## [Exercise 1]
List the usernames of everyone who posted in the forum thread about the Williams wall heater.
## [Exercise 2]
In the forum thread about the Williams wall heater, copy the text word for word from "We have a fairly" up to and including "Thanks in advance.".

## [Selected excerpt]
# Williams wall heater shuts off



## ezwriter (Nov 29, 2005)

We have a fairly new Williams wall heater that runs about 5 mins then shuts off and pilot is out. Manual says pilot may be too high and blowing out ,the flame does seem too big but there's no adjustment screw where the manual says to adjust it. Help! my kids are cold! Thanks in advance.
kEN


----------



## bflaska (Oct 4, 2007)

*Williams wall heater clanky noise*

Hello to all you intrepid DIY's 

My first post here and I have a problem. I have Williams wall heaters (2 years old) that were installed by a heating company before I bought this place.

One heater is silent when running. The other one clanks clanks clanks like expanding metal when it's heating and then the noise stops. Then it clanks clanks clanks when it cools down. What the?! Any ideas what the problema might be and more importantly how to fix?

Thanks a bunch!


----------



## jogr (Jul 24, 2007)

Sounds like you know what it is - expansion and contraction. Tough problem to fix. Usually some piece of sheet metal somwhere. See if you can identify exactly where the noise is coming from and see if you can adjust that piece.

## [Records shown]
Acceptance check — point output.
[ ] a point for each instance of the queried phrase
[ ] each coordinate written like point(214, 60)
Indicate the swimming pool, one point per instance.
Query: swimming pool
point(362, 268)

## [Expected answer 1]
ezwriter, bflaska, jogr

## [Expected answer 2]
We have a fairly new Williams wall heater that runs about 5 mins then shuts off and pilot is out. Manual says pilot may be too high and blowing out ,the flame does seem too big but there's no adjustment screw where the manual says to adjust it. Help! my kids are cold! Thanks in advance.